§ GIVEN PASSAGE:
---+---

She was born Elizabeth Clementine Dodge in New York City on December 10, 1810.[1] Her father was David Low Dodge, who helped establish the New York Peace Society. Her mother was Sarah Cleveland, the daughter of minister Aaron Cleveland.[2] Her brother was William E. Dodge, noted abolitionist, Native American rights activist, past president of the National Temperance Society, and founding member of YMCA of the USA.

Elizabeth was a contributor to the Knickerbocker and to Blackwood's. During a 14-year stay in Europe she was a friend of Robert Browning and Elizabeth Barrett Browning. She published Felicita, a Metrical Romance (1855), Poems (1867), and Bianco Capello, A Tragedy (1873), written during her time abroad in Italy.[3]

Personal life

File:Elizabeth Clementine Kinney (1852).png
Elizabeth Clementine Kinney (1852)

She married Edmund Burke Stedman, a merchant from Hartford, Connecticut, in 1830 at age 19.[3][4] He died of tuberculosis in December 1835.[5] They had two sons, the eldest was the poet and critic Edmund Clarence Stedman.

---+---

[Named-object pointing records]
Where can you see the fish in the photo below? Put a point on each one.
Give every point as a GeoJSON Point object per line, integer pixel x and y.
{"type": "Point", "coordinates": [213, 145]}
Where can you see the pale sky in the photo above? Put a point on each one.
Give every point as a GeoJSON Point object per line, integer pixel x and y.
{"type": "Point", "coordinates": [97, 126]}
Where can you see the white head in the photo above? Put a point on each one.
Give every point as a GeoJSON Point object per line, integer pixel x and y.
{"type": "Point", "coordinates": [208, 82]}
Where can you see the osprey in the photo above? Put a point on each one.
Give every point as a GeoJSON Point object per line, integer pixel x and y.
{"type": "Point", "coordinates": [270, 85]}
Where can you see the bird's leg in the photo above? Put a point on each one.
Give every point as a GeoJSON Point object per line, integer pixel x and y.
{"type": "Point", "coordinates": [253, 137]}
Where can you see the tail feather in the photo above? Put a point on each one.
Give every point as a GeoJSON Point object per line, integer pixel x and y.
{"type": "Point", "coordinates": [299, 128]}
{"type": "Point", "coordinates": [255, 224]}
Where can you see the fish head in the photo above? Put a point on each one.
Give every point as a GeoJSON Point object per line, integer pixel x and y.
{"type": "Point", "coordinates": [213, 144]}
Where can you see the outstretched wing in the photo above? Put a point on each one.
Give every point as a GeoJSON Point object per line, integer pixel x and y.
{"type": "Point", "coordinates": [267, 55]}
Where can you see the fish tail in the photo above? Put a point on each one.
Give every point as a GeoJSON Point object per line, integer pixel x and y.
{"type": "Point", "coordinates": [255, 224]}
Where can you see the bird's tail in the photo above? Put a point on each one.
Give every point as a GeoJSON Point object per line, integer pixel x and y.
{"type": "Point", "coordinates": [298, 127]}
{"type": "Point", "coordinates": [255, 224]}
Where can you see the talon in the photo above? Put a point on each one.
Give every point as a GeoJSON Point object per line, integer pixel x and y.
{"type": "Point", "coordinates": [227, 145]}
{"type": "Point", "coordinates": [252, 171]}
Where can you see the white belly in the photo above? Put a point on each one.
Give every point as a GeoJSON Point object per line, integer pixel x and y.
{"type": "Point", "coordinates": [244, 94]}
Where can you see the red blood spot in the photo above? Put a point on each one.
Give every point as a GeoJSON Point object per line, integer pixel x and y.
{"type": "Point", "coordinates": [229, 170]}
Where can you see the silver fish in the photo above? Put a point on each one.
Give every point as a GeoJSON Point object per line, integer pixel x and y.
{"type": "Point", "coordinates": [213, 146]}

---+---

§ EXERCISE SET:
1. Could you repeat, word for word, the part of the biographical passage that opens with the words containing "She married Edmund" and closes with "Edmund Clarence Stedman."?
2. Which lines of the records hold the string "tail"? Pick out each one and copy it in full.

§ RESULTS OF THE EXERCISE:
1.
She married Edmund Burke Stedman, a merchant from Hartford, Connecticut, in 1830 at age 19.[3][4] He died of tuberculosis in December 1835.[5] They had two sons, the eldest was the poet and critic Edmund Clarence Stedman.

2.
Where can you see the tail feather in the photo above? Put a point on each one.
Where can you see the fish tail in the photo above? Put a point on each one.
Where can you see the bird's tail in the photo above? Put a point on each one.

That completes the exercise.